» Exercise input
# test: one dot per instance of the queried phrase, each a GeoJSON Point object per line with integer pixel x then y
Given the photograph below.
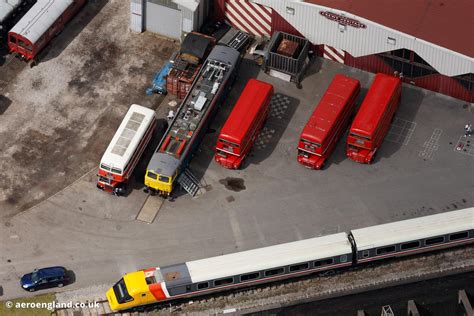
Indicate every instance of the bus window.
{"type": "Point", "coordinates": [105, 167]}
{"type": "Point", "coordinates": [221, 153]}
{"type": "Point", "coordinates": [116, 170]}
{"type": "Point", "coordinates": [360, 136]}
{"type": "Point", "coordinates": [228, 143]}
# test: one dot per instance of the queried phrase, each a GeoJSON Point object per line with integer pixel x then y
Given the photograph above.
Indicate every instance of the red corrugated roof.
{"type": "Point", "coordinates": [447, 23]}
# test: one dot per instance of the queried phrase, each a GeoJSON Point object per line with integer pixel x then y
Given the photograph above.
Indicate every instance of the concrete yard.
{"type": "Point", "coordinates": [62, 114]}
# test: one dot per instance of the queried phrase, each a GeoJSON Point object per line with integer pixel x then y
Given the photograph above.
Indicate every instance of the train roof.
{"type": "Point", "coordinates": [195, 110]}
{"type": "Point", "coordinates": [414, 229]}
{"type": "Point", "coordinates": [269, 257]}
{"type": "Point", "coordinates": [247, 107]}
{"type": "Point", "coordinates": [40, 18]}
{"type": "Point", "coordinates": [374, 104]}
{"type": "Point", "coordinates": [127, 137]}
{"type": "Point", "coordinates": [6, 7]}
{"type": "Point", "coordinates": [339, 92]}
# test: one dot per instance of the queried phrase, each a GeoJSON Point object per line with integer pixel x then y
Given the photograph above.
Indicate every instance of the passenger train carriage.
{"type": "Point", "coordinates": [229, 271]}
{"type": "Point", "coordinates": [42, 22]}
{"type": "Point", "coordinates": [292, 259]}
{"type": "Point", "coordinates": [192, 118]}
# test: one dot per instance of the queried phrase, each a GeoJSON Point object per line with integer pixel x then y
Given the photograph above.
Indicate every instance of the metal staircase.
{"type": "Point", "coordinates": [189, 182]}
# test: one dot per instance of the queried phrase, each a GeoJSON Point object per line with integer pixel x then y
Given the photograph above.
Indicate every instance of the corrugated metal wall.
{"type": "Point", "coordinates": [163, 20]}
{"type": "Point", "coordinates": [245, 15]}
{"type": "Point", "coordinates": [136, 15]}
{"type": "Point", "coordinates": [372, 39]}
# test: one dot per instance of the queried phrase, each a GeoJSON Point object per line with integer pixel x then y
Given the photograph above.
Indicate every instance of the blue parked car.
{"type": "Point", "coordinates": [44, 278]}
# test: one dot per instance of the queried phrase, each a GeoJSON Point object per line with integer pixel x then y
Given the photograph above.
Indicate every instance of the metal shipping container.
{"type": "Point", "coordinates": [164, 17]}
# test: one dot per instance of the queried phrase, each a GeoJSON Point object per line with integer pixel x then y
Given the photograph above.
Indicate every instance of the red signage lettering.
{"type": "Point", "coordinates": [342, 19]}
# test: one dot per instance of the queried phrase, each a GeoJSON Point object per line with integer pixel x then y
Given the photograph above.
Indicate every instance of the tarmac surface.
{"type": "Point", "coordinates": [54, 135]}
{"type": "Point", "coordinates": [438, 297]}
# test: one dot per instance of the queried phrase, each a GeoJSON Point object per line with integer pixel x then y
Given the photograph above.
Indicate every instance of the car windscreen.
{"type": "Point", "coordinates": [121, 292]}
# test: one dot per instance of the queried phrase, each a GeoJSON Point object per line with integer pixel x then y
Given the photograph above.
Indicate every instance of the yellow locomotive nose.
{"type": "Point", "coordinates": [160, 183]}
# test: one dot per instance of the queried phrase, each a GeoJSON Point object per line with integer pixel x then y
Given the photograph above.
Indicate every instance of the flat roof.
{"type": "Point", "coordinates": [269, 257]}
{"type": "Point", "coordinates": [444, 23]}
{"type": "Point", "coordinates": [414, 229]}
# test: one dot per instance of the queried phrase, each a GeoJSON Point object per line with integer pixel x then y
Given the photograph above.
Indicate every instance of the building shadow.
{"type": "Point", "coordinates": [71, 276]}
{"type": "Point", "coordinates": [4, 103]}
{"type": "Point", "coordinates": [71, 30]}
{"type": "Point", "coordinates": [398, 135]}
{"type": "Point", "coordinates": [3, 53]}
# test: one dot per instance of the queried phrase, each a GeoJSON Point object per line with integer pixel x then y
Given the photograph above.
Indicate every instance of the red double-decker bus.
{"type": "Point", "coordinates": [244, 124]}
{"type": "Point", "coordinates": [373, 119]}
{"type": "Point", "coordinates": [328, 122]}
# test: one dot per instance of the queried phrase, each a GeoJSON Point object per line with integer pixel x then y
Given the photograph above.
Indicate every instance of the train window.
{"type": "Point", "coordinates": [250, 276]}
{"type": "Point", "coordinates": [433, 241]}
{"type": "Point", "coordinates": [458, 236]}
{"type": "Point", "coordinates": [152, 175]}
{"type": "Point", "coordinates": [105, 167]}
{"type": "Point", "coordinates": [274, 272]}
{"type": "Point", "coordinates": [410, 245]}
{"type": "Point", "coordinates": [299, 267]}
{"type": "Point", "coordinates": [388, 249]}
{"type": "Point", "coordinates": [324, 262]}
{"type": "Point", "coordinates": [116, 170]}
{"type": "Point", "coordinates": [203, 285]}
{"type": "Point", "coordinates": [223, 281]}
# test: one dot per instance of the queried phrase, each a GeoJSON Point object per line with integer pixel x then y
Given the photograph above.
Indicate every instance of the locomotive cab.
{"type": "Point", "coordinates": [137, 288]}
{"type": "Point", "coordinates": [129, 292]}
{"type": "Point", "coordinates": [161, 173]}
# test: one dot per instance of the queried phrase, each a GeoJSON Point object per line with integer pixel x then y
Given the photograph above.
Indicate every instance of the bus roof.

» Assignment
The pictures stay out; everything else in the records above must be repeated exactly.

» Answer to this task
# test: one dot per instance of the queried phrase, each a GeoJSON Point object per line with integer pixel x then y
Given the photograph below.
Indicate every instance of the bus window.
{"type": "Point", "coordinates": [105, 167]}
{"type": "Point", "coordinates": [221, 153]}
{"type": "Point", "coordinates": [116, 170]}
{"type": "Point", "coordinates": [360, 136]}
{"type": "Point", "coordinates": [228, 143]}
# test: one dot per instance of the queried phrase, each a GeoJSON Point object per line with integer pixel x then y
Given the photograph above.
Indicate every instance of the red corrugated roof.
{"type": "Point", "coordinates": [447, 23]}
# test: one dot per instance of the queried phrase, each a GeoJSON Point object per line with integer pixel x then y
Given the photograph above.
Indicate every instance of the concrete yard.
{"type": "Point", "coordinates": [62, 114]}
# test: one dot per instance of the queried phrase, each a GeoJSON Point object per line with integer pixel x then y
Given the photograph above.
Indicate every instance of the train roof.
{"type": "Point", "coordinates": [195, 110]}
{"type": "Point", "coordinates": [414, 229]}
{"type": "Point", "coordinates": [269, 257]}
{"type": "Point", "coordinates": [247, 107]}
{"type": "Point", "coordinates": [40, 18]}
{"type": "Point", "coordinates": [374, 104]}
{"type": "Point", "coordinates": [127, 137]}
{"type": "Point", "coordinates": [6, 7]}
{"type": "Point", "coordinates": [339, 92]}
# test: one dot per instance of the queried phrase, each a GeoJSON Point object per line with integer pixel x then y
Given the photograph above.
Indicate every instance of the passenger train carriage.
{"type": "Point", "coordinates": [229, 271]}
{"type": "Point", "coordinates": [42, 22]}
{"type": "Point", "coordinates": [292, 259]}
{"type": "Point", "coordinates": [192, 118]}
# test: one dot per instance of the queried phrase, each a GeoJSON Point object per line with integer pixel x then y
Given the photograph above.
Indicate every instance of the metal staircase.
{"type": "Point", "coordinates": [189, 182]}
# test: one dot per instance of the queried phrase, each a GeoJSON Point object per line with integer pixel x then y
Given the photograph above.
Indicate every instance of the corrugated metal wall.
{"type": "Point", "coordinates": [163, 20]}
{"type": "Point", "coordinates": [245, 15]}
{"type": "Point", "coordinates": [136, 15]}
{"type": "Point", "coordinates": [372, 39]}
# test: one dot per instance of the queried phrase, each a GeoJSON Point object per line with integer pixel x then y
Given the photograph above.
Indicate every instance of the blue parked car.
{"type": "Point", "coordinates": [44, 278]}
# test: one dot per instance of the queried phrase, each a GeoJSON Point object per line with integer pixel x then y
Given the photograph above.
Indicate every instance of the metal shipping container.
{"type": "Point", "coordinates": [164, 17]}
# test: one dot per instance of the queried phrase, each a GeoJSON Point object per line with integer pixel x then y
Given the photograph above.
Indicate every instance of the red signage lettering.
{"type": "Point", "coordinates": [342, 19]}
# test: one dot per instance of the queried phrase, each a GeoJSON Point object per line with integer pixel x then y
Given the photograph above.
Indicate every instance of the tarmac surface.
{"type": "Point", "coordinates": [54, 135]}
{"type": "Point", "coordinates": [438, 297]}
# test: one dot per instance of the queried phrase, each a GeoJSON Point object per line with integer pixel x then y
Given the photograph above.
Indicate every instance of the car windscreen.
{"type": "Point", "coordinates": [121, 292]}
# test: one dot per instance of the queried phrase, each a GeoJSON Point object per line with integer pixel x then y
Given the photograph above.
Indicate every instance of the yellow locomotive nose.
{"type": "Point", "coordinates": [160, 183]}
# test: one dot per instance of the queried phrase, each a GeoJSON Point object per line with integer pixel x then y
Given the photograph above.
Indicate every instance of the flat roof.
{"type": "Point", "coordinates": [269, 257]}
{"type": "Point", "coordinates": [444, 23]}
{"type": "Point", "coordinates": [414, 229]}
# test: one dot per instance of the queried phrase, each a GeoJSON Point object per line with integer pixel x then y
Given the photograph above.
Indicate every instance of the building shadow.
{"type": "Point", "coordinates": [71, 276]}
{"type": "Point", "coordinates": [4, 103]}
{"type": "Point", "coordinates": [71, 30]}
{"type": "Point", "coordinates": [398, 135]}
{"type": "Point", "coordinates": [3, 53]}
# test: one dot per instance of the queried phrase, each a GeoJSON Point object per line with integer pixel x then y
Given the photograph above.
Indicate every instance of the red double-decker bus.
{"type": "Point", "coordinates": [244, 124]}
{"type": "Point", "coordinates": [373, 119]}
{"type": "Point", "coordinates": [328, 122]}
# test: one dot per instance of the queried phrase, each a GeoJSON Point object per line with integer pixel x then y
Given the photograph above.
Indicate every instance of the train window.
{"type": "Point", "coordinates": [250, 276]}
{"type": "Point", "coordinates": [433, 241]}
{"type": "Point", "coordinates": [458, 236]}
{"type": "Point", "coordinates": [152, 175]}
{"type": "Point", "coordinates": [105, 167]}
{"type": "Point", "coordinates": [274, 272]}
{"type": "Point", "coordinates": [410, 245]}
{"type": "Point", "coordinates": [299, 267]}
{"type": "Point", "coordinates": [388, 249]}
{"type": "Point", "coordinates": [324, 262]}
{"type": "Point", "coordinates": [116, 170]}
{"type": "Point", "coordinates": [203, 285]}
{"type": "Point", "coordinates": [223, 281]}
# test: one dot per instance of the queried phrase, each a GeoJSON Point object per line with integer pixel x then y
Given the photograph above.
Indicate every instance of the locomotive cab.
{"type": "Point", "coordinates": [137, 288]}
{"type": "Point", "coordinates": [129, 292]}
{"type": "Point", "coordinates": [161, 173]}
# test: one dot per instance of the queried phrase, each a GeoJSON Point object per line with integer pixel x then y
Given the photograph above.
Indicate every instance of the bus roof.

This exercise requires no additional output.